WRITTEN REQUEST A.
Pull out each line of the records that contains the word "noun".
:: QUOTED TEXT ::
Eric looked down at me from above and over the sound of Joanie’s shrieks and Frank’s bark he yelled down, “can’t.”

We could have fought. I initially felt a pang of ire but it quickly subsided as I wiggled my way through the frame and up the stairs to meet Eric’s laughter. When I was pregnant I may have been fat but I could still fit through door fames. Situations like this one that elicit bouts of anger were sparse. There was simply less to get argue about. Now it seems like every day there’s a new opportunity for rage. But we don’t fight, not really any way. We bicker about wearing socks in bed but there’s little emotion behind those spats. It’s probably a combination of our mutual aversion to raised voices, our active senses of humour, and a whole bunch of adoration that keep us so calm in our dealings with each other. We high-five a lot.

However, anger has to go somewhere. It’s like the first law of thermodynamics (forgive my layman’s explanation) which states that energy cannot be created or destroyed. It can only change forms. Instead of a familial argument, my ire changes form and becomes rage directed at another man with whom I have no real contact: the fat man on the chair. I hate the fat man on the chair.

For the past few weeks there has been construction in the street behind my apartment building. I don’t drive and I’m usually awake at seven when the bulldozing begins, so I’m not bothered by the work itself. What works me into a flushed, exaggerated, perhaps disproportionate rage is the fat man on the chair. His only job is to guide trucks and pedestrians through the intersection, and he’s terrible at it. Yesterday I made it all the way to a giant hole and back again before he called, “le trottoir est barré!”
:::
:: DATA EXCERPTS ::
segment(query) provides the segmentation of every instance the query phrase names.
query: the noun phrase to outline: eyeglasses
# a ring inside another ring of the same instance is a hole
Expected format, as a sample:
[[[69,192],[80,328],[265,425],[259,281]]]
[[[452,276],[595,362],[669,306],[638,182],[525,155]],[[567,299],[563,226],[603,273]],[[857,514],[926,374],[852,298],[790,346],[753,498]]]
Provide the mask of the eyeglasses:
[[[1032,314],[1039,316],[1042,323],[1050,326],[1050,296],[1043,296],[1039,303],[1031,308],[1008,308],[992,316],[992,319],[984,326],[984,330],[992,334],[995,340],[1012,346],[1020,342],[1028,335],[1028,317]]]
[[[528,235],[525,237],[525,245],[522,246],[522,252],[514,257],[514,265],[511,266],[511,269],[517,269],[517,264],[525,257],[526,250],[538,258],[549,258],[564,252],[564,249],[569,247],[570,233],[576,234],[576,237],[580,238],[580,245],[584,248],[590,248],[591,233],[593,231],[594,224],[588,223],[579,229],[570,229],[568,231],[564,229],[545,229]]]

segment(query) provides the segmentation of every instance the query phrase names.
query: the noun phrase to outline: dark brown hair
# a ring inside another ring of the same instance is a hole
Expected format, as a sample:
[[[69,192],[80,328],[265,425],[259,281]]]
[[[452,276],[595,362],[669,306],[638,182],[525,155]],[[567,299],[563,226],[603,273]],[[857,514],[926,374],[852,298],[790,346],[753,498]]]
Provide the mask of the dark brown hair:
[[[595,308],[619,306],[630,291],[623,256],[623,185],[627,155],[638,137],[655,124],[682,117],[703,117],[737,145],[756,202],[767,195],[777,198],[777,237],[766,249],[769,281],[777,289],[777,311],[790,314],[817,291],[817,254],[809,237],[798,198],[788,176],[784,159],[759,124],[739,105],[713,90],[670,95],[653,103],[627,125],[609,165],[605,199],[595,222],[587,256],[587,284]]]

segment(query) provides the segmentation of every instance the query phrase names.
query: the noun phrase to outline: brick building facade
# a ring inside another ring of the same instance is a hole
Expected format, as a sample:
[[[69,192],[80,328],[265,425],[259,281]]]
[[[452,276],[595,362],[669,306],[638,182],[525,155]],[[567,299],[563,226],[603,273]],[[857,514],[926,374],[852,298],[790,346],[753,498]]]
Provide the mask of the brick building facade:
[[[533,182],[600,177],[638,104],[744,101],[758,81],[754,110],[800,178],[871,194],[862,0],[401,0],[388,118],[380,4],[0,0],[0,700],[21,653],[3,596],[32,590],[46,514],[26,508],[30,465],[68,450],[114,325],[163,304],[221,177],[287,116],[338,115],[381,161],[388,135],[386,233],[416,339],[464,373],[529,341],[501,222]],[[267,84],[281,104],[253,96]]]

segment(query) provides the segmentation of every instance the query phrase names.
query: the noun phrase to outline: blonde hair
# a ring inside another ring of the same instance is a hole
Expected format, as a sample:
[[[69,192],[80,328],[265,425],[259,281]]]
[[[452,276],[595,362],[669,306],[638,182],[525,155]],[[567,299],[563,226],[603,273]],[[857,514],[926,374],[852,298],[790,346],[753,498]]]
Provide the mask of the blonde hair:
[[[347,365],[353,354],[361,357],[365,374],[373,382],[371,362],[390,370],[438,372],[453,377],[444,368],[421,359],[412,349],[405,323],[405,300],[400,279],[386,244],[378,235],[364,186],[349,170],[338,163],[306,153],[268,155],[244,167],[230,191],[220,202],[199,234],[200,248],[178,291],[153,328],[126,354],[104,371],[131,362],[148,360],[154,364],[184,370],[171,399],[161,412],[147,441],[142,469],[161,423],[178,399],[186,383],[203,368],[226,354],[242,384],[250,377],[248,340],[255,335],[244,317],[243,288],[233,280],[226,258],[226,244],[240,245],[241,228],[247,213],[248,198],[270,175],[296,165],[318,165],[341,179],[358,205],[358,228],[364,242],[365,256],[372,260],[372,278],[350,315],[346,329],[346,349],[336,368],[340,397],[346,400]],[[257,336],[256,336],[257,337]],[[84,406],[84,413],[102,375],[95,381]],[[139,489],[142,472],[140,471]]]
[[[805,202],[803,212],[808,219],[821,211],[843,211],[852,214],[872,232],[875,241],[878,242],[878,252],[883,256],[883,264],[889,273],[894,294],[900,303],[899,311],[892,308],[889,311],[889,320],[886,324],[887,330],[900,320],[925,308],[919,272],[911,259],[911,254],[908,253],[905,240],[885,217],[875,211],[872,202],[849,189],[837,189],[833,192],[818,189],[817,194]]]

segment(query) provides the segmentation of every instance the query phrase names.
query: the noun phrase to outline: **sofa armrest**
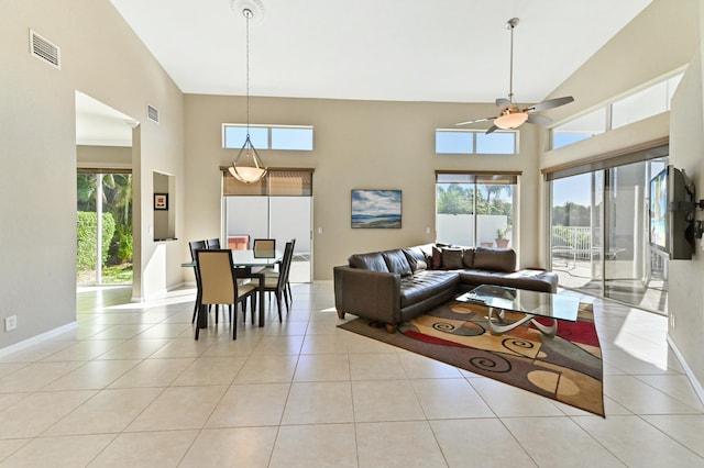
:::
WRITTEN REQUEST B.
List every personal name that appears in the passage about anger and the construction outside the apartment.

CORRECT OUTPUT A.
query: the noun phrase to outline: eyeglasses
query: the noun phrase to outline: dark brown hair
query: the noun phrase to outline: brick building facade
query: the noun phrase to outline: blonde hair
query: the noun phrase to outline: **sofa armrest**

CORRECT OUTPUT B.
Eric
Joanie
Frank